§ Exercise goal
Find the line that contains "Put a pin on every instance of the man". Output it and every line after it to the end of the records, exactly as they appear.

(Excerpts from point annotation data)
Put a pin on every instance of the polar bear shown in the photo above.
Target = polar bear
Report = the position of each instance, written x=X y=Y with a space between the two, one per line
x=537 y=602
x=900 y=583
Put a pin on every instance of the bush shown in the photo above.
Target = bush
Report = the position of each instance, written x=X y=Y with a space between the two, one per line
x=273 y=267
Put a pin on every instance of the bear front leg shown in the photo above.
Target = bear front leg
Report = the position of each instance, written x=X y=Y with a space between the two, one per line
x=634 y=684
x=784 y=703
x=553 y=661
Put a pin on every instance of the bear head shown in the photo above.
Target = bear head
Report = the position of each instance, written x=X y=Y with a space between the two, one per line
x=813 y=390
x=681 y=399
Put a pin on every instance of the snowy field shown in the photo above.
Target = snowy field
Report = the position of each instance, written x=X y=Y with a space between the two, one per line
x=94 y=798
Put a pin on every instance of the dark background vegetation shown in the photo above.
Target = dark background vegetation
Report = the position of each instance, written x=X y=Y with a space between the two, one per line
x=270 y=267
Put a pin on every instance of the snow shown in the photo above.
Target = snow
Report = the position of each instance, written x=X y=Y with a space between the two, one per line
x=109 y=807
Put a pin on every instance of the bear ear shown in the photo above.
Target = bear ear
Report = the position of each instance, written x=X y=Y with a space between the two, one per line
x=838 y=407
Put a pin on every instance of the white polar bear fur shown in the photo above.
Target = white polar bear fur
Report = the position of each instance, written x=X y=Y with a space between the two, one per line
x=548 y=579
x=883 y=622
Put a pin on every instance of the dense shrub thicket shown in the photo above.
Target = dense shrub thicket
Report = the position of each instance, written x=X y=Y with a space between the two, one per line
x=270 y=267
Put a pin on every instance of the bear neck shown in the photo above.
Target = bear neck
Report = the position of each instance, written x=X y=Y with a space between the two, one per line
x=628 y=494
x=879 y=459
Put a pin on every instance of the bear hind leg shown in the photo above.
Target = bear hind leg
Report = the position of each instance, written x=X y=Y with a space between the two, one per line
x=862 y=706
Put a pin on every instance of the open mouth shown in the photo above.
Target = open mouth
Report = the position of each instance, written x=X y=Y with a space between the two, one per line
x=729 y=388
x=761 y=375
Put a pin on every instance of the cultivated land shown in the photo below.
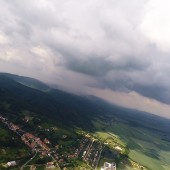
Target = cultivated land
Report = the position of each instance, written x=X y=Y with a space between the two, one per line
x=146 y=147
x=44 y=128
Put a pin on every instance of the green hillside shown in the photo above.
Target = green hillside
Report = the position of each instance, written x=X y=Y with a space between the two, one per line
x=144 y=137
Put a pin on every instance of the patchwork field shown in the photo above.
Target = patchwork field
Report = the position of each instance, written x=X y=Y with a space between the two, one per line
x=145 y=147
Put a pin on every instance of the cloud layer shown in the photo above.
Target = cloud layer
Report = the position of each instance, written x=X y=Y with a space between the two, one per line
x=117 y=45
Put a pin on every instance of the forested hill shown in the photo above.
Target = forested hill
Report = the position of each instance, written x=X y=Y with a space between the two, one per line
x=19 y=93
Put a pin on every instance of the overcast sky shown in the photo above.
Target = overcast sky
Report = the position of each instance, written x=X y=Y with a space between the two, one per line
x=116 y=49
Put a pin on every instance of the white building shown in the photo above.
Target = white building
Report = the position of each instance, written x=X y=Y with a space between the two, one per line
x=12 y=163
x=109 y=166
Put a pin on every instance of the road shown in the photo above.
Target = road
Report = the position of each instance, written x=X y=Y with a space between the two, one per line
x=56 y=163
x=28 y=161
x=99 y=158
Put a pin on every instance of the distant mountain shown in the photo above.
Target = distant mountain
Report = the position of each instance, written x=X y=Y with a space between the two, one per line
x=19 y=93
x=27 y=81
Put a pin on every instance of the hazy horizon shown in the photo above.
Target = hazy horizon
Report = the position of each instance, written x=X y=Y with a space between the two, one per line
x=116 y=50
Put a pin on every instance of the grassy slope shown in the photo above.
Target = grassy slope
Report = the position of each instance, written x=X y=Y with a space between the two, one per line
x=145 y=147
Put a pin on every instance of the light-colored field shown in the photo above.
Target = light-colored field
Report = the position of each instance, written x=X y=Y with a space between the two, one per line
x=145 y=147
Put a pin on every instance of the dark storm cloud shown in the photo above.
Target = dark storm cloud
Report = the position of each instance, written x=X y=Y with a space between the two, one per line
x=108 y=41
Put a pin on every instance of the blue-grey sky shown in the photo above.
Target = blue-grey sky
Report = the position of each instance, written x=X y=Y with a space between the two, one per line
x=118 y=50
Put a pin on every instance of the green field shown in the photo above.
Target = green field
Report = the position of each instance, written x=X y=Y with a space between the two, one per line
x=145 y=147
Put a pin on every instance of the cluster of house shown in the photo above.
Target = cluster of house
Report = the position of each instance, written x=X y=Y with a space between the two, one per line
x=109 y=166
x=29 y=139
x=34 y=142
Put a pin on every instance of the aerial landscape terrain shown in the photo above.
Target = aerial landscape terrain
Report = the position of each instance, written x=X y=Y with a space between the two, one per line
x=58 y=130
x=84 y=85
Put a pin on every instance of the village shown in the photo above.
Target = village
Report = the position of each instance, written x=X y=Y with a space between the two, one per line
x=87 y=149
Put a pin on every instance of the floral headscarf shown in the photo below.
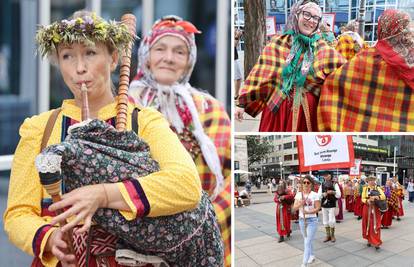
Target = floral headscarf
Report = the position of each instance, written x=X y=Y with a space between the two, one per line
x=392 y=22
x=174 y=26
x=396 y=43
x=169 y=98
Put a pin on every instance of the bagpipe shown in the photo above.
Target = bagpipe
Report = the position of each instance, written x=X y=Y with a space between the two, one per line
x=95 y=152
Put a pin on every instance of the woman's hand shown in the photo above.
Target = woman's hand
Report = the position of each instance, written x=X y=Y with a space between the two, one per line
x=58 y=247
x=81 y=203
x=238 y=114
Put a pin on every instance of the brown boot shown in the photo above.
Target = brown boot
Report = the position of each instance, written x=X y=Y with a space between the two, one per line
x=333 y=239
x=328 y=234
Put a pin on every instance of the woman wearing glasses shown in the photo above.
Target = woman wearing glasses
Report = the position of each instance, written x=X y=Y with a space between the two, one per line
x=308 y=204
x=285 y=83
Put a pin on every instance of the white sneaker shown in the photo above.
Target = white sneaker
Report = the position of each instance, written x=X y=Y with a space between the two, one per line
x=311 y=259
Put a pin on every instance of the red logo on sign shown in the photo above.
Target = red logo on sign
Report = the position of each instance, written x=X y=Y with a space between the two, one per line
x=323 y=140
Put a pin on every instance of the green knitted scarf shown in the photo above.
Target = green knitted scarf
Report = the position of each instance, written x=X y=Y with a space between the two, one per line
x=294 y=73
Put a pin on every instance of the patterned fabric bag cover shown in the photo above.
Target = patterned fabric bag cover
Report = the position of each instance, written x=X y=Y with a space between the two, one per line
x=94 y=153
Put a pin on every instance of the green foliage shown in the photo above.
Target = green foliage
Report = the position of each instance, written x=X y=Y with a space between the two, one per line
x=257 y=148
x=88 y=30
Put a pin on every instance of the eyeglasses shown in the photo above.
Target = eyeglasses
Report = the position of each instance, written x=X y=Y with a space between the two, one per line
x=307 y=15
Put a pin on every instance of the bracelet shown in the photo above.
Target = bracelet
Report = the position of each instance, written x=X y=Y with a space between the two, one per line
x=106 y=196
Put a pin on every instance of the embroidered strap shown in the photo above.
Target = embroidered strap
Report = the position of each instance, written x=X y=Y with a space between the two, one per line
x=134 y=121
x=53 y=117
x=49 y=127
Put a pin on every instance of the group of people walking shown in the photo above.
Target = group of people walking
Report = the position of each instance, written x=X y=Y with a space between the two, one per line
x=375 y=205
x=306 y=80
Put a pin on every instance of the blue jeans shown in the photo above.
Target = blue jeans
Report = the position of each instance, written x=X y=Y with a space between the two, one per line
x=312 y=227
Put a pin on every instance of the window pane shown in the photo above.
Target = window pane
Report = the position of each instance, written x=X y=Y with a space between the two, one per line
x=18 y=91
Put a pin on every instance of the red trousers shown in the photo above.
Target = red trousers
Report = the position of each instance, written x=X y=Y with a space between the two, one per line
x=358 y=207
x=373 y=235
x=349 y=203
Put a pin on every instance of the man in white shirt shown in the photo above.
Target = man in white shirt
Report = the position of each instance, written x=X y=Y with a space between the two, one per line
x=329 y=192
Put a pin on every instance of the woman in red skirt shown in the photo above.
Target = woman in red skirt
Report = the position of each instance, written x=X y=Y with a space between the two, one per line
x=371 y=215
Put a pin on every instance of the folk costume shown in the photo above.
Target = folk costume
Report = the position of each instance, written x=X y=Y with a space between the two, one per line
x=285 y=83
x=371 y=216
x=169 y=187
x=199 y=120
x=283 y=202
x=349 y=197
x=392 y=203
x=358 y=188
x=373 y=91
x=399 y=189
x=340 y=203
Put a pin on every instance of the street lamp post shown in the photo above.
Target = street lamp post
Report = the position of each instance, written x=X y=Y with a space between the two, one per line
x=281 y=170
x=395 y=158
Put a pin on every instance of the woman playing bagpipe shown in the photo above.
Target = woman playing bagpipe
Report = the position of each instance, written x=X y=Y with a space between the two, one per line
x=371 y=214
x=284 y=199
x=166 y=59
x=134 y=192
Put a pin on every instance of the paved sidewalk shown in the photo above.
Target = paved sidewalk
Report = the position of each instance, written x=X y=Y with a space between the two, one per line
x=256 y=241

§ Solution
Put a pin on every instance of the man in white shirt shown in the photo above.
Target = man in white shirt
Report = the position of each instance, written x=X y=Y with a space between the two, one per line
x=329 y=192
Put a pin on every instance of the woman in red skirt shown in the photo above.
Target = woman in red skirt
Report = the position of each instance, written x=X y=Y with a space between the two, one per line
x=371 y=215
Put a pin on every instance of the folk costume shown in the photo above.
Target = folk costume
Report = the position of each instance, written x=X y=Y with a space between the two, one per line
x=285 y=83
x=371 y=216
x=169 y=187
x=199 y=120
x=283 y=202
x=349 y=197
x=392 y=203
x=358 y=188
x=373 y=91
x=399 y=189
x=340 y=203
Put a pin on every instance of the street lamp post shown in the photo above.
Target = street lamp post
Report = the position of each instance, written x=X y=Y with a space between the two, one per line
x=281 y=170
x=395 y=158
Put a pin on every instance of the woman playing bagpipe shown in the photo above.
Target = woman playing bagpipe
Report = the position of each instance, written x=X y=Y with a space between the two, one per line
x=371 y=214
x=284 y=199
x=166 y=59
x=134 y=192
Put a pin on every instance of the paved sidewalk shown in the photo above.
Target = paved sidewalk
Report = the position of each instance, written x=X y=Y with a space between the two, one per line
x=256 y=241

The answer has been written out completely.